### EXERCISE AIM
Please put all of the data below into a numbered list, one line per item, and leave out any blank lines.
________________________________________
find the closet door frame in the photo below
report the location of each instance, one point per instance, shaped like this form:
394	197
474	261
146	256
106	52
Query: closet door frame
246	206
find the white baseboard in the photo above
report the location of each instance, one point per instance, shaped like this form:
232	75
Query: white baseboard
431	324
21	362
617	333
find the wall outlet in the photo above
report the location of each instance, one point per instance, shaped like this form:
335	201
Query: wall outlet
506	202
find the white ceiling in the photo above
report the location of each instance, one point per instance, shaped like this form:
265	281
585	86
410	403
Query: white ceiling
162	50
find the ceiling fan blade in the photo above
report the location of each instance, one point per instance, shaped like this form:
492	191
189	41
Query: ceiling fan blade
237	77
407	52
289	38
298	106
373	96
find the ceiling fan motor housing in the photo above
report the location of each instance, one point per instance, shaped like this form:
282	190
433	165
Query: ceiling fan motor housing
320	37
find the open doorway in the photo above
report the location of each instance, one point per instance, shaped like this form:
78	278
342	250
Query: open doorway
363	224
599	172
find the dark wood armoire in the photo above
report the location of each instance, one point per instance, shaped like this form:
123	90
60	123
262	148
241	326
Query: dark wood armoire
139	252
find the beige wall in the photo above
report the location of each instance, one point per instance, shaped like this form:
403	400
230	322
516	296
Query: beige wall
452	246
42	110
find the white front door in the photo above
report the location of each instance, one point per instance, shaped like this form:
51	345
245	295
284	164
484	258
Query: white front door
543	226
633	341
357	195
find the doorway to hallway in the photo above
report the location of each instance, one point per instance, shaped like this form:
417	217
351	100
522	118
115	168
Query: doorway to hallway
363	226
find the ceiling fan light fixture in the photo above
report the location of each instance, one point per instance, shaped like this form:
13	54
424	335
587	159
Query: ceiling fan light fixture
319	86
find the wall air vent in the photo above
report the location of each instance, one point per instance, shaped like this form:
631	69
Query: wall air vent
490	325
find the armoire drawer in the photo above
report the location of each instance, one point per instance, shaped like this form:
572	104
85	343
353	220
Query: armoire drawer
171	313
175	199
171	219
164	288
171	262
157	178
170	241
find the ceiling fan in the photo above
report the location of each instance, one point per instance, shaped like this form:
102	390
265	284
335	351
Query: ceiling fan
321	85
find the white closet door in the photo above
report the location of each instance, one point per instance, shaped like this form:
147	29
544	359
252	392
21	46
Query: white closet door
________________________________________
### WRITTEN ANSWER
1. find the closet door frame in the photo below
2. report the location of each instance, one point per instance, shaped like this form:
3. 394	197
4. 474	261
5. 146	256
6. 106	52
7. Query: closet door frame
8. 246	206
9. find the white baseboard in the photo above
10. report the location of each instance, one point per instance, shaped like this form:
11. 232	75
12. Query: white baseboard
13. 431	324
14. 21	362
15. 617	333
16. find the wall outlet in the photo above
17. report the location of each instance, one point per instance, shaped like this form:
18. 335	201
19. Query: wall outlet
20. 506	202
21. find the white ceiling in the photo above
22. report the location of each instance, one point per instance, shaped like this form:
23. 265	281
24. 585	86
25. 410	403
26. Query: white ceiling
27. 162	50
28. find the ceiling fan blade in the photo above
29. report the location of each instance, one point per instance, shaped like this form:
30. 492	191
31. 189	41
32. Query: ceiling fan blade
33. 237	77
34. 407	52
35. 289	38
36. 298	106
37. 373	96
38. find the ceiling fan motor housing in the photo above
39. report the location of each instance, one point per instance, shaped like this form:
40. 282	190
41. 433	165
42. Query: ceiling fan motor housing
43. 320	37
44. find the open doorway in the photo above
45. report the location of each instance, one point per instance, shaped like this form:
46. 78	278
47. 342	250
48. Query: open doorway
49. 363	224
50. 599	172
51. find the dark wood armoire in the photo above
52. report the location of each instance, one point per instance, shaped like this form:
53. 123	90
54. 60	123
55. 262	148
56. 241	326
57. Query: dark wood armoire
58. 139	252
59. find the beige wall in the photo above
60. report the location of each instance, one point per instance, shaped like this form:
61. 403	400
62. 230	322
63. 516	296
64. Query: beige wall
65. 452	246
66. 42	110
67. find the white front door in the photo above
68. report the location of each instance, one point per instance, shaped like this form:
69. 51	345
70. 245	295
71. 284	164
72. 484	258
73. Query: white front door
74. 543	226
75. 633	341
76. 357	195
77. find the doorway to hallway in the photo above
78. report the location of each instance, one point per instance, shaped like this form:
79. 417	217
80. 351	100
81. 522	118
82. 115	168
83. Query: doorway to hallway
84. 363	226
85. find the ceiling fan light fixture in the photo above
86. report the location of each instance, one point per instance, shaped like this form:
87. 13	54
88. 424	335
89. 587	159
90. Query: ceiling fan light fixture
91. 319	86
92. find the wall air vent in the photo above
93. report the location of each instance, one point per instance, shaped like this form:
94. 631	69
95. Query: wall air vent
96. 490	325
97. find the armoire drawer in the photo above
98. report the location of each instance, one point per instance, shaped like this form:
99. 572	104
100. 85	343
101. 353	220
102. Query: armoire drawer
103. 171	313
104. 175	199
105. 171	219
106. 164	288
107. 171	262
108. 157	178
109. 170	241
110. find the ceiling fan in the photo above
111. report the location of each instance, one point per instance, shaped like this form:
112. 102	390
113. 265	284
114. 335	351
115. Query: ceiling fan
116. 321	85
117. find the white closet door in the photo above
118. report the location of each instance, one point per instance, shaped like this form:
119. 147	29
120. 544	359
121. 252	392
122. 21	46
123. Query: white closet door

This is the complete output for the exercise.